= DATA LINES =
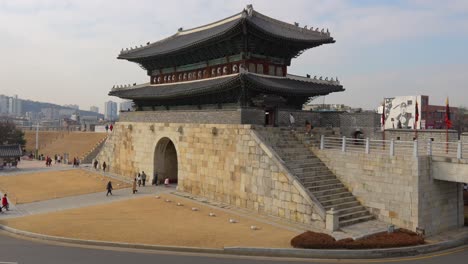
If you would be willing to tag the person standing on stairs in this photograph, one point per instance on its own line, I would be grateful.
(292, 121)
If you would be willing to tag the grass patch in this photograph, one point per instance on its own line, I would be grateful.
(399, 238)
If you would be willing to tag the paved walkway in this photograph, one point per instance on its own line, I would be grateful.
(81, 201)
(53, 205)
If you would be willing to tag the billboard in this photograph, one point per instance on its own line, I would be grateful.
(400, 112)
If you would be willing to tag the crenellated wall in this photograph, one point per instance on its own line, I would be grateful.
(225, 163)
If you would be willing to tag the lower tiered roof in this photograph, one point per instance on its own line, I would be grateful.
(289, 85)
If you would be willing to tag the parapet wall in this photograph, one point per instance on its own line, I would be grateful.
(225, 163)
(399, 189)
(423, 135)
(213, 116)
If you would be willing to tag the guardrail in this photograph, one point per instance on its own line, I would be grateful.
(451, 149)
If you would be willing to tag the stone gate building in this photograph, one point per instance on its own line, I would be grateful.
(208, 120)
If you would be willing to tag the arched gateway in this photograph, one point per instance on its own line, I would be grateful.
(165, 160)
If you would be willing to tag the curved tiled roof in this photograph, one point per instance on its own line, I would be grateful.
(281, 85)
(196, 36)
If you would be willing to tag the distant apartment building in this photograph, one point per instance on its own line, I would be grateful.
(94, 109)
(110, 110)
(73, 106)
(126, 106)
(4, 102)
(14, 106)
(50, 113)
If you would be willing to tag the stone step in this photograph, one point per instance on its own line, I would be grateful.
(353, 221)
(345, 205)
(326, 187)
(310, 168)
(294, 151)
(309, 178)
(307, 164)
(337, 201)
(333, 196)
(309, 174)
(301, 158)
(312, 184)
(330, 191)
(320, 182)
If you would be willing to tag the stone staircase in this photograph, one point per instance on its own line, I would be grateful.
(90, 156)
(315, 176)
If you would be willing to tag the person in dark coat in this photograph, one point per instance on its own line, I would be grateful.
(109, 188)
(143, 178)
(134, 189)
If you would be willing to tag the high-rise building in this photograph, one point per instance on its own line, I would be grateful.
(94, 109)
(126, 105)
(14, 106)
(76, 107)
(110, 110)
(4, 102)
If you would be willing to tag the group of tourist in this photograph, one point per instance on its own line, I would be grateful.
(58, 159)
(292, 125)
(76, 162)
(96, 165)
(139, 180)
(5, 205)
(109, 127)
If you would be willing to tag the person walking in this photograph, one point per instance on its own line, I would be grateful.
(139, 179)
(292, 121)
(143, 177)
(109, 188)
(134, 189)
(155, 179)
(5, 203)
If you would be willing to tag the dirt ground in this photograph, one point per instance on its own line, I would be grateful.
(149, 220)
(54, 184)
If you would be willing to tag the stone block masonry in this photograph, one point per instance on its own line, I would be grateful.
(398, 190)
(222, 162)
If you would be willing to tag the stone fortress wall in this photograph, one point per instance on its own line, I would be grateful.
(399, 189)
(222, 162)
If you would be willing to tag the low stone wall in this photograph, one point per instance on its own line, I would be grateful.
(423, 135)
(398, 190)
(220, 116)
(229, 164)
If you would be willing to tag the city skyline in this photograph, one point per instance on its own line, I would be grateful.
(383, 49)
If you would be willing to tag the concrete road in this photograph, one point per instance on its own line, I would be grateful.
(25, 251)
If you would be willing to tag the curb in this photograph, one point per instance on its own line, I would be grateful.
(109, 243)
(269, 252)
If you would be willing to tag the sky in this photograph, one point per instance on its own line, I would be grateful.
(64, 52)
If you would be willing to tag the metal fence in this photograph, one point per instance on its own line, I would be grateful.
(452, 149)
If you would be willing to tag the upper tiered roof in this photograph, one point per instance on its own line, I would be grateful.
(248, 31)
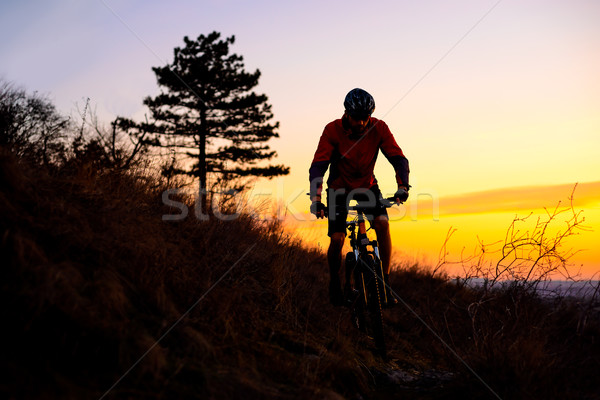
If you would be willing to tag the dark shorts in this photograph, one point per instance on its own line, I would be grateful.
(338, 200)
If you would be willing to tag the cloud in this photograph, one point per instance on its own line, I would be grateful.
(527, 198)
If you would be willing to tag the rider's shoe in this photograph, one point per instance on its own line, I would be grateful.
(391, 302)
(350, 296)
(336, 297)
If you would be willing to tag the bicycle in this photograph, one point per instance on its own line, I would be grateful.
(366, 291)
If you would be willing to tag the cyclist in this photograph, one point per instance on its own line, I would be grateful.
(349, 147)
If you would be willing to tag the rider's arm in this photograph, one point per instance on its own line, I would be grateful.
(395, 156)
(319, 165)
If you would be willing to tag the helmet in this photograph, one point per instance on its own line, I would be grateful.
(359, 104)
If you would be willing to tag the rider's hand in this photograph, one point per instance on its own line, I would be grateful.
(317, 208)
(401, 195)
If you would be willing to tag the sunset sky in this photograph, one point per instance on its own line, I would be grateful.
(495, 103)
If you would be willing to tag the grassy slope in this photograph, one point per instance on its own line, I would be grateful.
(92, 278)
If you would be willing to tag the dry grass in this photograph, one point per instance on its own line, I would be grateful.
(92, 278)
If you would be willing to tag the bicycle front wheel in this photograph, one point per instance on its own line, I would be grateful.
(374, 297)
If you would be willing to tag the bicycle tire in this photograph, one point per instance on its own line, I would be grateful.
(355, 282)
(374, 304)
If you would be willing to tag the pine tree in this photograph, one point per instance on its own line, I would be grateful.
(208, 111)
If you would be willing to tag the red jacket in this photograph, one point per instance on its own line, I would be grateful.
(352, 157)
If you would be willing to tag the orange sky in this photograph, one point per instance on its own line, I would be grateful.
(419, 228)
(495, 103)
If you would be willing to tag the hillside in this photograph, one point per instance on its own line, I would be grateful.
(101, 298)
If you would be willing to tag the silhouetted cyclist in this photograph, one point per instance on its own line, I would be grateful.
(349, 147)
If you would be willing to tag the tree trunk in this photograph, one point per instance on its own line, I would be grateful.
(202, 193)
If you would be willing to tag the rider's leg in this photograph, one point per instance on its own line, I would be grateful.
(382, 228)
(334, 257)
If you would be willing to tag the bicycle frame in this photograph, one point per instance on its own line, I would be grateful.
(359, 242)
(365, 282)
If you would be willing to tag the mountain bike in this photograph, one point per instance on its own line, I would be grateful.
(366, 292)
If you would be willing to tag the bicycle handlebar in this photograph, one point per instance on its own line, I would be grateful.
(384, 202)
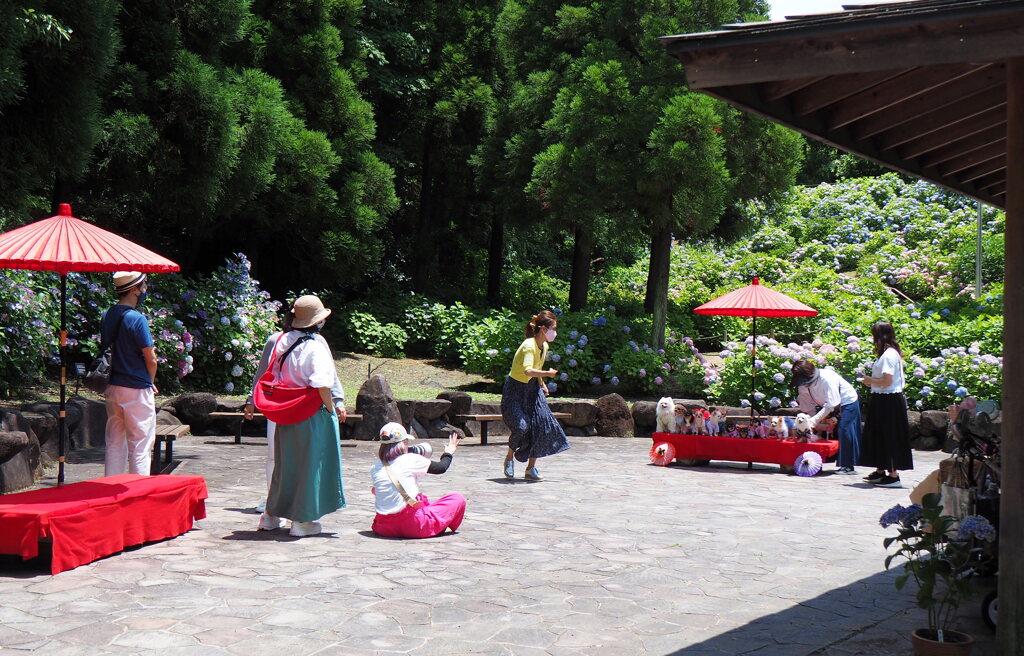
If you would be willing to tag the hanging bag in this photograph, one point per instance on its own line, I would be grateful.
(283, 403)
(98, 376)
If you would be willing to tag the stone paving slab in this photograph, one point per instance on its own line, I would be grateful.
(609, 555)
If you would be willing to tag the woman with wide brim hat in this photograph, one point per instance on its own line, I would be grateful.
(306, 482)
(401, 510)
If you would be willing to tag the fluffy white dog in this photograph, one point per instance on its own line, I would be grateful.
(666, 416)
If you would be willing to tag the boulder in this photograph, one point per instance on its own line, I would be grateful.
(644, 418)
(613, 419)
(11, 443)
(934, 423)
(194, 408)
(461, 403)
(377, 405)
(429, 409)
(439, 429)
(584, 412)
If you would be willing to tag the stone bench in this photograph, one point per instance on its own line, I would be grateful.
(486, 419)
(166, 434)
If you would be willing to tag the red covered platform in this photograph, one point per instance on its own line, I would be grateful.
(93, 519)
(701, 447)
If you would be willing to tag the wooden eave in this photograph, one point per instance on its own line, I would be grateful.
(916, 86)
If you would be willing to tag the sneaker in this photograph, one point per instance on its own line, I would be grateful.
(888, 481)
(268, 523)
(301, 529)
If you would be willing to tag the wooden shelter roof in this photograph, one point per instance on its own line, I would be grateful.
(918, 86)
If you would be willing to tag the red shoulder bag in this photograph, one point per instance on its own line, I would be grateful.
(283, 403)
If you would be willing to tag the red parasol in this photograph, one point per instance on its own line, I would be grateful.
(64, 244)
(754, 301)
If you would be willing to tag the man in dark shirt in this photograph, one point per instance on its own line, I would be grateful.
(131, 411)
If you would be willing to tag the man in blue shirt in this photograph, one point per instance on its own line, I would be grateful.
(131, 411)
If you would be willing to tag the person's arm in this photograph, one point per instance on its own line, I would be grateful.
(440, 466)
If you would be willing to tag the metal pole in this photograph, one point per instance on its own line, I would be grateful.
(62, 418)
(977, 259)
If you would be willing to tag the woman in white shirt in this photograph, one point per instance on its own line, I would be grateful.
(401, 510)
(306, 480)
(886, 443)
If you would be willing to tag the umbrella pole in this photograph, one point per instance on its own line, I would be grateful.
(62, 418)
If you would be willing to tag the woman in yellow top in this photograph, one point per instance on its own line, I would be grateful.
(536, 433)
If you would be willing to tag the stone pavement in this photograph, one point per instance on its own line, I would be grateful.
(609, 555)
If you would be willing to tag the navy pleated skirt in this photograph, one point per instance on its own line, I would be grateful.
(536, 432)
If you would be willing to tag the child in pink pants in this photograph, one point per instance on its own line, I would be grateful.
(401, 510)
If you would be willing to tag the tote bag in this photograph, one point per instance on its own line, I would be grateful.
(283, 403)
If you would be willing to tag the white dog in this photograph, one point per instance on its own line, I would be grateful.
(804, 429)
(666, 416)
(715, 423)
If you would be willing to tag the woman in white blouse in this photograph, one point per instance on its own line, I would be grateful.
(886, 441)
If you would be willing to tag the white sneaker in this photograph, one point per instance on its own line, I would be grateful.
(301, 529)
(268, 522)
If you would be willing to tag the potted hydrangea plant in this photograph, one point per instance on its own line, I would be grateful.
(940, 555)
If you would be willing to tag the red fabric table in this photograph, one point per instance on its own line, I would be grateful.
(702, 447)
(96, 518)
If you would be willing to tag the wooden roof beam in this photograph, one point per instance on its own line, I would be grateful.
(895, 92)
(982, 79)
(964, 146)
(838, 88)
(981, 38)
(934, 121)
(995, 118)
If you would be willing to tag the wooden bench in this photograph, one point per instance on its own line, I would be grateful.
(486, 419)
(242, 419)
(166, 435)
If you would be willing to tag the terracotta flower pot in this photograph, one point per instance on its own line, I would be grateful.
(925, 643)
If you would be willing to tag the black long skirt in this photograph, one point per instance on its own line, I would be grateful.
(886, 441)
(536, 432)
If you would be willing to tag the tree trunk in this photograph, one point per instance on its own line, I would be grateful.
(657, 275)
(496, 258)
(423, 249)
(583, 243)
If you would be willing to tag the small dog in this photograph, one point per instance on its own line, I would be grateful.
(715, 422)
(777, 428)
(804, 428)
(666, 416)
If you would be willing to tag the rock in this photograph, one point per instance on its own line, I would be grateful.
(11, 443)
(429, 409)
(644, 418)
(461, 403)
(230, 405)
(613, 419)
(408, 410)
(194, 408)
(439, 429)
(377, 405)
(166, 419)
(934, 422)
(584, 412)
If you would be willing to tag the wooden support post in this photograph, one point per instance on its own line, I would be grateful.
(1010, 635)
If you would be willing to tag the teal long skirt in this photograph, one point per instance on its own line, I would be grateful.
(306, 482)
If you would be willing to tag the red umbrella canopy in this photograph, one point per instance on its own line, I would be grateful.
(65, 244)
(755, 300)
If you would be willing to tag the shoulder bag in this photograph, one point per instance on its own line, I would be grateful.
(98, 376)
(283, 403)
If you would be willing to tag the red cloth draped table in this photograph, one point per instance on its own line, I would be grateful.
(702, 447)
(92, 519)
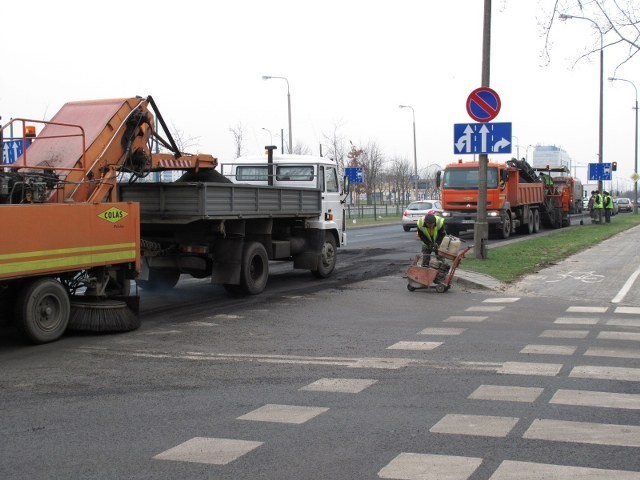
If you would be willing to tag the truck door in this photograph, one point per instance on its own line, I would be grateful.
(331, 195)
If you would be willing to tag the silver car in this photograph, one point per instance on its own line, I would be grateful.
(415, 210)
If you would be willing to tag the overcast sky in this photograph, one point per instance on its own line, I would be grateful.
(349, 63)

= REQUIREMENT =
Beginning at the line that contains "If you would be willing to tag the wooden bench", retype each line of the data above through the very last one. Do not retype the pictures.

= RESPONSE TO THIS TASK =
If you would be willing to tag the wooden bench in this photograph, one point per instance on its own line, I would be grateful.
(486, 419)
(242, 419)
(166, 435)
If you would be willing to tag the terracotta flower pot in this photograph, one point per instance on its own line, I would be grateful.
(925, 643)
If you would be willing to tag the black long skirt in this photograph, one point per instance on its own line, I would be grateful.
(886, 441)
(536, 432)
If you would be willing to tag the tree trunk in this photograph, one point per instance on its own line, I would be grateful.
(657, 275)
(496, 258)
(423, 249)
(583, 243)
If you would be willing to tag the small dog in this photograph, one point per instance on its own line, I would be grateful.
(715, 422)
(777, 428)
(804, 428)
(666, 416)
If you would be willing to tag the rock in this photograph, one point per instance on its own line, I would be grateful.
(11, 443)
(429, 409)
(644, 418)
(461, 403)
(230, 405)
(613, 419)
(408, 410)
(194, 408)
(439, 429)
(377, 405)
(166, 419)
(934, 422)
(584, 412)
If you would be willing to tag the wooden support post in this photograph, one point per instance on its own line, I would be grateful.
(1010, 635)
If you would be willing to tag the teal long skirt in this photograph, one point per instance on its own line, I would be grateful.
(306, 482)
If you would be willing to tag the red umbrella canopy in this photograph, one point per instance on its own line, I would be grateful.
(65, 244)
(755, 300)
If you would be willing to tag the shoulder bag in this photograph, one point per instance on its own line, I would be grateful.
(98, 376)
(283, 403)
If you would be willing to tag the red cloth draped table in this photograph, one point per instance on its own line, I would be grateful.
(702, 447)
(92, 519)
If you would be willing to tag the truck door in this photograph, one point per instance on its own line, I would be grateful.
(331, 195)
If you would be willing to tag the silver car in this photograph, one point per instance on its own line, I would be grateful.
(415, 210)
If you would be willing to tag the overcast sky in this photograph, one point per instance on its own line, I would be grateful.
(349, 63)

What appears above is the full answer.